» Task details
In the entries below, find the line containing "I would be grateful if you could mark the louvered". Copy it and all lines after it, exactly, through the end.

[Lines of data]
########################################

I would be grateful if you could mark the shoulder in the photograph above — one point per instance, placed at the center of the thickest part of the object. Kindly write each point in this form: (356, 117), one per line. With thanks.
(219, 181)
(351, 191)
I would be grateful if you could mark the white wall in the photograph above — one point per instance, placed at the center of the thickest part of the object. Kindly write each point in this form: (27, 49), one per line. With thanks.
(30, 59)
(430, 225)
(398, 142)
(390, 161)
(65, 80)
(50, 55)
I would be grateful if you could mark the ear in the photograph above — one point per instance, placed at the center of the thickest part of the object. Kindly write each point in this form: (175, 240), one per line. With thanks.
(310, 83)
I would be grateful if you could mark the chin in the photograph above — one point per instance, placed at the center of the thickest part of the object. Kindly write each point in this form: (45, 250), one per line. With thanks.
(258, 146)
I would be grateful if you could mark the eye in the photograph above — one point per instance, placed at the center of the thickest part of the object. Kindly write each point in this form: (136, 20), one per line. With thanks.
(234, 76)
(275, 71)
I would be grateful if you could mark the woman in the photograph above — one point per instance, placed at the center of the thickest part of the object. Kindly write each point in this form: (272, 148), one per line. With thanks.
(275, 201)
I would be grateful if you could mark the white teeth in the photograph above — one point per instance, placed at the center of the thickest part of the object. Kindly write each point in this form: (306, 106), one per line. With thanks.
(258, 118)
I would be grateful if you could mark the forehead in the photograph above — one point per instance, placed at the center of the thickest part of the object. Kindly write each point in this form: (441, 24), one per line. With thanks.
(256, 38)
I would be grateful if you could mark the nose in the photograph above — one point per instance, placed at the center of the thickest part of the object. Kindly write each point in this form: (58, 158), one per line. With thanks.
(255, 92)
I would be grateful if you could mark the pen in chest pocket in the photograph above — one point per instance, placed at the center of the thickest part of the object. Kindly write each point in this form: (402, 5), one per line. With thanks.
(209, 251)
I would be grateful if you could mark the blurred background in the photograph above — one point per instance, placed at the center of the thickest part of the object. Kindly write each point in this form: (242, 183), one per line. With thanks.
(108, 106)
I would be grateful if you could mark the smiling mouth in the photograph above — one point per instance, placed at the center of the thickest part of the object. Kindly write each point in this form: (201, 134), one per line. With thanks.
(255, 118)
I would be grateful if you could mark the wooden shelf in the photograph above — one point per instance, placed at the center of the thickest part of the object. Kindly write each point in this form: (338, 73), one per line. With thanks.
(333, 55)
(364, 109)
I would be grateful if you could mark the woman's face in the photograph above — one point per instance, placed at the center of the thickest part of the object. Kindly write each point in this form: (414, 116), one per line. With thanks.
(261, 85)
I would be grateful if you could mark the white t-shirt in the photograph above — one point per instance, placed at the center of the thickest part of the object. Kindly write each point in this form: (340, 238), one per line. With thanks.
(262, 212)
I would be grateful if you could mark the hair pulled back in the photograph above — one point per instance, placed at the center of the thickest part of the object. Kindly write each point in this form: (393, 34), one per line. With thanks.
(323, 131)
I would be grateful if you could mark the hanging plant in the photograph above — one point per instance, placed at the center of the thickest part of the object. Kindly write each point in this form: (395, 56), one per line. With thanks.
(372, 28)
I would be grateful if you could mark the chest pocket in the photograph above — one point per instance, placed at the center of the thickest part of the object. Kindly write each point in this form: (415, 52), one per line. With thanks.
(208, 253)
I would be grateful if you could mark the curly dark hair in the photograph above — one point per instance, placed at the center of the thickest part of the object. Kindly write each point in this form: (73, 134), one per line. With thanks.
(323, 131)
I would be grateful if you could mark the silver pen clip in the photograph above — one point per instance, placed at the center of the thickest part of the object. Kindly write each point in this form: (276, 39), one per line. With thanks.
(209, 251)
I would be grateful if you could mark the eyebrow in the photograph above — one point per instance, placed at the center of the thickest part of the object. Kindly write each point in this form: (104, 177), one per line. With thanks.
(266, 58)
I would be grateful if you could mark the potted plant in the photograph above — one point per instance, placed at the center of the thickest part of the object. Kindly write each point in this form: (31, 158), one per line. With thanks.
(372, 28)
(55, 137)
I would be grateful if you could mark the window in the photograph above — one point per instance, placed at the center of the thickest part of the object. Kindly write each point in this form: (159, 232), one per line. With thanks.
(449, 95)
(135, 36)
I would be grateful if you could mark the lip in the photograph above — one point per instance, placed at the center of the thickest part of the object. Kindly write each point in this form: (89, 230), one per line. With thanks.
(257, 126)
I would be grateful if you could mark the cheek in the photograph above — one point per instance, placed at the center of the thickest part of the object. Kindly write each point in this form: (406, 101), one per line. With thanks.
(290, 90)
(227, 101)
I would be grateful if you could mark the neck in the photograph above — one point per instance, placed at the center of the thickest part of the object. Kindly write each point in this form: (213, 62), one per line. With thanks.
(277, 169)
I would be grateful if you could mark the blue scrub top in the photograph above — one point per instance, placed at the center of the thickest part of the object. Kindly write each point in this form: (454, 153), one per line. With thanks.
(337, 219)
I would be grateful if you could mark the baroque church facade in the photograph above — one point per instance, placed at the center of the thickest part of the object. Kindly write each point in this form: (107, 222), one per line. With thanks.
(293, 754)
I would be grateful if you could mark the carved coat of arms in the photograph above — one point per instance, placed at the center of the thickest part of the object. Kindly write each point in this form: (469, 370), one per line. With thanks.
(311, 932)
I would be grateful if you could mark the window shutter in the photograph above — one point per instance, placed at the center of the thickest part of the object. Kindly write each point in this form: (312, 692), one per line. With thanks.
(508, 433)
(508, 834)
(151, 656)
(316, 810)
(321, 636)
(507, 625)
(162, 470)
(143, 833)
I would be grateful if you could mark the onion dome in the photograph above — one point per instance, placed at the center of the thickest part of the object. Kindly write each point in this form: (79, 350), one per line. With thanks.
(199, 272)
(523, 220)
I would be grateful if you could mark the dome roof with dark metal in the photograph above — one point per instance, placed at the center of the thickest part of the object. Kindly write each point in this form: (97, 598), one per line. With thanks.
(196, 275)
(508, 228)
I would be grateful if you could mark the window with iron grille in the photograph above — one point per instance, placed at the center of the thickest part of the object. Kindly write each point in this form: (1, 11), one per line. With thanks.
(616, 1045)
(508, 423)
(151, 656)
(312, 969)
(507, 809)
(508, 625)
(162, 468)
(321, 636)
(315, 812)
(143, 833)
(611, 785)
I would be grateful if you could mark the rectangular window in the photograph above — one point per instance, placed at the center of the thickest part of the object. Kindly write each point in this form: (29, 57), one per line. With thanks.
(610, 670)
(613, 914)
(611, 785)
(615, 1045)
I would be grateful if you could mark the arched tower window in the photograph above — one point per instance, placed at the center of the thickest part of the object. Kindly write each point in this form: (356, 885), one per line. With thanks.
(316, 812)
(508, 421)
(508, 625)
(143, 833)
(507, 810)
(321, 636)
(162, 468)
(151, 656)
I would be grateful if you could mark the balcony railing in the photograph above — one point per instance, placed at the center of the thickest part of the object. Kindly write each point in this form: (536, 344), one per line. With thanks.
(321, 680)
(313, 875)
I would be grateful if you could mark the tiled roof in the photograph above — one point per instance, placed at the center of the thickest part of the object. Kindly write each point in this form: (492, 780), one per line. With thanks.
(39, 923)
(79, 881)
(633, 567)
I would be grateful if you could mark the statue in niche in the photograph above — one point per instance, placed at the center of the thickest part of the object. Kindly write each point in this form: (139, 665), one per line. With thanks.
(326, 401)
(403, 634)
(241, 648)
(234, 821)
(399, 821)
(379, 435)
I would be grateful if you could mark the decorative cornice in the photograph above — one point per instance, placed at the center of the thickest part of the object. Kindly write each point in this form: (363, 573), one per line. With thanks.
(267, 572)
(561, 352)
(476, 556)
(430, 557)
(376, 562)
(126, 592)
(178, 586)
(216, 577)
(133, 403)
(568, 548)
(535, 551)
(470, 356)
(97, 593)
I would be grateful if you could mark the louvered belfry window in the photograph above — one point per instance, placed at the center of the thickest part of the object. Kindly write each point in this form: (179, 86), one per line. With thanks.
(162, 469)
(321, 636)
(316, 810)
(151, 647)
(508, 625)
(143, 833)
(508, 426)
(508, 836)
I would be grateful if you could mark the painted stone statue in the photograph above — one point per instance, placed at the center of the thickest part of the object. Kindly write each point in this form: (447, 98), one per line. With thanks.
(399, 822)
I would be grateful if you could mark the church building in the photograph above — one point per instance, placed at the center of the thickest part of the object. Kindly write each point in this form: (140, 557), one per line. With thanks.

########################################

» Task response
I would be grateful if you could mark the louvered belfry window in the photograph above — one point per instance, placed at the center of the thickest part of the object. Kindly write each point in this form: (179, 86), one per line. With thanks.
(162, 469)
(321, 636)
(316, 810)
(151, 647)
(508, 625)
(143, 833)
(508, 426)
(508, 836)
I would be grateful if you could mark the painted stone statue in the photograph above — one point per instance, placed at the center of the thickest part of the object. Kindly write each point in this form: (447, 98), one per line. With thanks.
(399, 822)
I would be grateful if you could mark the church building in the photograph above — one point per instance, placed at the center of the thickest part of the object. Kindly write each point in this form: (140, 557), one per line. With thanks.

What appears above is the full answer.